## STATED PROBLEM
Would you quote every entry exactly, dropping only the pictures?

## RECORDED INFORMATION

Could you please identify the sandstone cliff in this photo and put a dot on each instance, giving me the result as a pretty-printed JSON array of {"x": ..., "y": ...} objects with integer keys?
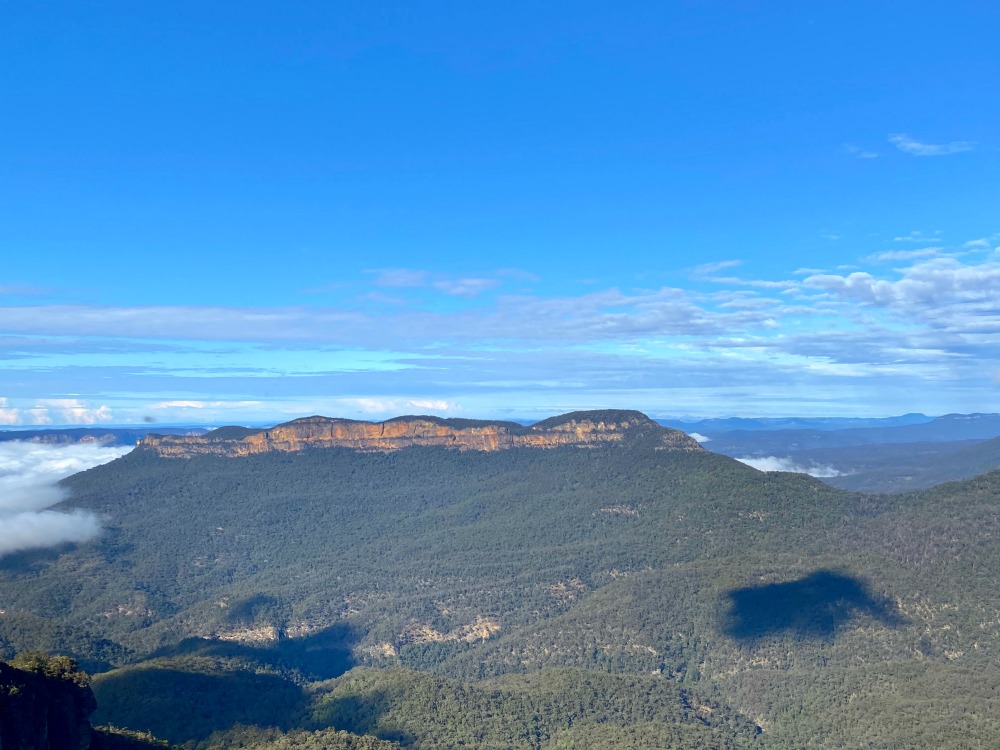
[{"x": 581, "y": 429}]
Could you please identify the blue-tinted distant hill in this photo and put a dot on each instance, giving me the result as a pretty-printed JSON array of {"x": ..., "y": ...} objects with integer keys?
[
  {"x": 767, "y": 441},
  {"x": 110, "y": 436},
  {"x": 728, "y": 424}
]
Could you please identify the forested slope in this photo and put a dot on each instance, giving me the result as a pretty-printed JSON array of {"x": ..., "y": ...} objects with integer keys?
[{"x": 500, "y": 583}]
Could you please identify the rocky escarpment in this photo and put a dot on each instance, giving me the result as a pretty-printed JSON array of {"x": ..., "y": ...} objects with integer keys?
[
  {"x": 46, "y": 705},
  {"x": 581, "y": 429}
]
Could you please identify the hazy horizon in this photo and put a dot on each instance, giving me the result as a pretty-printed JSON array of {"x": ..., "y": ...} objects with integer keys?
[{"x": 251, "y": 213}]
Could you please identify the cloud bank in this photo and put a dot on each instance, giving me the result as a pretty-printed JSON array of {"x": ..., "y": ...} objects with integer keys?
[
  {"x": 773, "y": 463},
  {"x": 28, "y": 476}
]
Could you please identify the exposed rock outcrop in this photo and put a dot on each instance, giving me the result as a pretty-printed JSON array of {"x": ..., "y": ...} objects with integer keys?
[{"x": 581, "y": 429}]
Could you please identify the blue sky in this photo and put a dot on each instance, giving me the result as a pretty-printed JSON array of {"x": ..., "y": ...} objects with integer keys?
[{"x": 248, "y": 212}]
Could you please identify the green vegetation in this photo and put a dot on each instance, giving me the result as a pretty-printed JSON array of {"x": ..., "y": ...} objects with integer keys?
[{"x": 619, "y": 596}]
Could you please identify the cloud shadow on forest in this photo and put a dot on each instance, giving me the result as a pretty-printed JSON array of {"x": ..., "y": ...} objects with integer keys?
[{"x": 815, "y": 607}]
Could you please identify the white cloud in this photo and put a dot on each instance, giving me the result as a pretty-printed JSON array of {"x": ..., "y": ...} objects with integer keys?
[
  {"x": 53, "y": 411},
  {"x": 709, "y": 269},
  {"x": 773, "y": 463},
  {"x": 29, "y": 472},
  {"x": 400, "y": 277},
  {"x": 74, "y": 411},
  {"x": 891, "y": 255},
  {"x": 917, "y": 237},
  {"x": 910, "y": 146},
  {"x": 465, "y": 287}
]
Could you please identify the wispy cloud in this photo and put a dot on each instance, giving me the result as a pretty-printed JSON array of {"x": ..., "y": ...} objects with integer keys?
[
  {"x": 465, "y": 286},
  {"x": 859, "y": 152},
  {"x": 893, "y": 255},
  {"x": 62, "y": 411},
  {"x": 456, "y": 286},
  {"x": 918, "y": 237},
  {"x": 911, "y": 146},
  {"x": 28, "y": 476}
]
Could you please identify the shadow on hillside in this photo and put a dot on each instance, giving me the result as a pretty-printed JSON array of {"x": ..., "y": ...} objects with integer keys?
[
  {"x": 178, "y": 704},
  {"x": 816, "y": 606},
  {"x": 188, "y": 691},
  {"x": 362, "y": 714},
  {"x": 322, "y": 655}
]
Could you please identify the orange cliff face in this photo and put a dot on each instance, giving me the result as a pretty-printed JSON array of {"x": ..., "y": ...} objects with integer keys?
[{"x": 582, "y": 429}]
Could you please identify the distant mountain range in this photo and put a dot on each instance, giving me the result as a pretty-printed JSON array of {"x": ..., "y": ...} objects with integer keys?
[
  {"x": 890, "y": 455},
  {"x": 614, "y": 587},
  {"x": 117, "y": 436}
]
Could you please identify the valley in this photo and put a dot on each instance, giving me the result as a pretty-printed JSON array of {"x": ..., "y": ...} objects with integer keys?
[{"x": 616, "y": 586}]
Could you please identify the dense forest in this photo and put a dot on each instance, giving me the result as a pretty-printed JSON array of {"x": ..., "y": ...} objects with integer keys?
[{"x": 621, "y": 596}]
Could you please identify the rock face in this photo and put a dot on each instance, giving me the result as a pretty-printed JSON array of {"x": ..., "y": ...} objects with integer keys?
[
  {"x": 581, "y": 429},
  {"x": 44, "y": 711}
]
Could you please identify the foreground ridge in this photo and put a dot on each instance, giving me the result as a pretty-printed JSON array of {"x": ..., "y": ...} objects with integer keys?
[{"x": 581, "y": 429}]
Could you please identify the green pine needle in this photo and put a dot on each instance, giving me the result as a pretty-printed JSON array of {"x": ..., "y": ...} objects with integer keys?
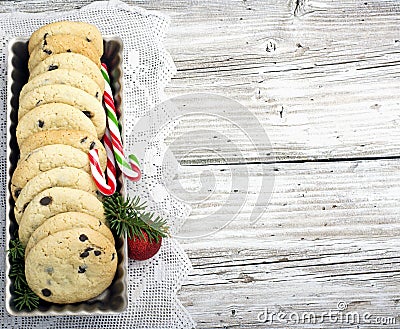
[
  {"x": 128, "y": 217},
  {"x": 17, "y": 273}
]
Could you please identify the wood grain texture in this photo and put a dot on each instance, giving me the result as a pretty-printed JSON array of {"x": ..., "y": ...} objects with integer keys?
[{"x": 322, "y": 78}]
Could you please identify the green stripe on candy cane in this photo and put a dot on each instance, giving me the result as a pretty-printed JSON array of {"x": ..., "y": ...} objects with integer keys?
[{"x": 129, "y": 166}]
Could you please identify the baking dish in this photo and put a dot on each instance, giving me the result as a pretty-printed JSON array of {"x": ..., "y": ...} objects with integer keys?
[{"x": 115, "y": 298}]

## RESPONSE
Could you please identify the sandstone cliff in this photo and put a dot on each instance, giving me the result as a pretty-printed JSON array of {"x": ..., "y": ...} objects with integer keys?
[{"x": 581, "y": 429}]
Could you please identify the blue-tinted distant hill in this photo and put a dot on each instance, giving me the result as a pretty-printed JSON array of {"x": ..., "y": ...} objects with integer keys?
[
  {"x": 767, "y": 441},
  {"x": 110, "y": 436},
  {"x": 728, "y": 424}
]
Could you please identify the forested slope in this photo and put a dot on each instance, giving me the result as a pretty-printed JSON array of {"x": ..., "y": ...} objects with integer keys?
[{"x": 500, "y": 583}]
Could you please identify the rocky escarpment in this photo and put a dot on each instance, giving me the result as a pretty-printed JSON array of {"x": ..., "y": ...} objects with integer keys?
[
  {"x": 46, "y": 705},
  {"x": 581, "y": 429}
]
Could you please identify the hazy horizon in this photo and put a dot on each instance, giving me the result as a pretty-printed JSON array of {"x": ..., "y": ...} objects with integer keys?
[{"x": 251, "y": 213}]
Could you please identify the cloud bank in this photo and put a dot on each instance, giving me the result as a pretty-printed JSON array of {"x": ..., "y": ...} objects with integer keys?
[
  {"x": 773, "y": 463},
  {"x": 28, "y": 476}
]
Could you please identify the exposed rock outcrop in this photo and put a dot on each instance, giving me the result as a pretty-printed JSON array of {"x": ..., "y": ...} objects with integer keys?
[{"x": 581, "y": 429}]
Could you please identify the blue sky in this photo and put a dot on each instance, giving me the result as a pretty-printed JSON array of {"x": ..., "y": ...} objects with integer keys?
[{"x": 248, "y": 212}]
Could you please identify the green vegetation in this photo and put a dot on each instance, giving me the result as a pretty-printed JSON array of {"x": ..., "y": ...} objects with integer keys?
[{"x": 619, "y": 596}]
Could you please identify the cloud shadow on forest in this photo and put a dot on each instance, giving me the result as a pretty-printed JSON array of {"x": ..., "y": ...} objects with integer keys?
[{"x": 815, "y": 607}]
Could you please identify the white cloud in this photo and put a dot on each instance, giving me the result as a pretty-printed JSON array of {"x": ..., "y": ...} objects with integer keys?
[
  {"x": 53, "y": 411},
  {"x": 709, "y": 269},
  {"x": 773, "y": 463},
  {"x": 29, "y": 472},
  {"x": 400, "y": 277},
  {"x": 74, "y": 411},
  {"x": 891, "y": 255},
  {"x": 917, "y": 237},
  {"x": 910, "y": 146},
  {"x": 465, "y": 287}
]
Could you please identify the wispy cloud in this photo and put a dot on each instance, giving me the result as a pretty-printed JSON array of {"x": ..., "y": ...} objects with integer keys?
[
  {"x": 465, "y": 286},
  {"x": 859, "y": 152},
  {"x": 893, "y": 255},
  {"x": 62, "y": 411},
  {"x": 456, "y": 286},
  {"x": 918, "y": 237},
  {"x": 911, "y": 146},
  {"x": 28, "y": 476}
]
Could you please identify the shadow on hillside in this photo and put a dot on each instance, giving me the result as a pretty-printed JSON array of {"x": ..., "y": ...} objects with integer keys?
[
  {"x": 178, "y": 704},
  {"x": 816, "y": 606},
  {"x": 188, "y": 691},
  {"x": 362, "y": 714},
  {"x": 322, "y": 655}
]
Could you please identify the orange cliff face in this photo and put a dot on each instance, giving me the result as a pretty-printed JSON array of {"x": ..., "y": ...} objects with integer keys?
[{"x": 582, "y": 429}]
Could you please identify the distant mountain range in this photo and put a dot on each instance, giving me the result as a pretty-printed JSON array of {"x": ..., "y": ...} objects with integer keys?
[
  {"x": 890, "y": 455},
  {"x": 614, "y": 587},
  {"x": 117, "y": 436}
]
Could you please identify the valley in this photo and put a dot on each instance, giving me the result as a pretty-printed JSON array of {"x": ..., "y": ...} objects with integer keys?
[{"x": 616, "y": 586}]
Could you please identify the dense forest in this photo and put a dot on each instance, giving me the result as a pretty-printed JSON array of {"x": ..., "y": ...} objects with integer keys?
[{"x": 621, "y": 596}]
Could you please identify the rock face in this photo and put a dot on each instance, giving me the result as a pretty-printed JSON array of {"x": ..., "y": ...} objects with integer keys?
[
  {"x": 581, "y": 429},
  {"x": 44, "y": 711}
]
Could you please identify the foreground ridge in this photo and put a dot on each instance, giving me the result as a pretty-printed JSON array of {"x": ..., "y": ...} objects with integer keys?
[{"x": 581, "y": 429}]
Could you please identify the green pine needle in this photo and put a dot on each instance, giving me the result as a pretty-printed JSON array of {"x": ..., "y": ...} objects with integer keys?
[
  {"x": 128, "y": 217},
  {"x": 17, "y": 273}
]
Could you please identify the wood grain texture in this photo and put a dot on each instance, giving me the result as a pretty-printed JSON array of {"x": ..., "y": ...} objects with integer keys?
[{"x": 322, "y": 78}]
Could you please identify the green stripe on candy cane in this photo and put a dot on each instance, giving me the result as a pretty-printed JSON array of {"x": ..., "y": ...} objects with integer keys?
[{"x": 129, "y": 166}]
Could you please identify the baking dish in this photo and put a dot on each instance, giving me the result as a pretty-printed JSON array of {"x": ..., "y": ...} objects with integer keys?
[{"x": 115, "y": 298}]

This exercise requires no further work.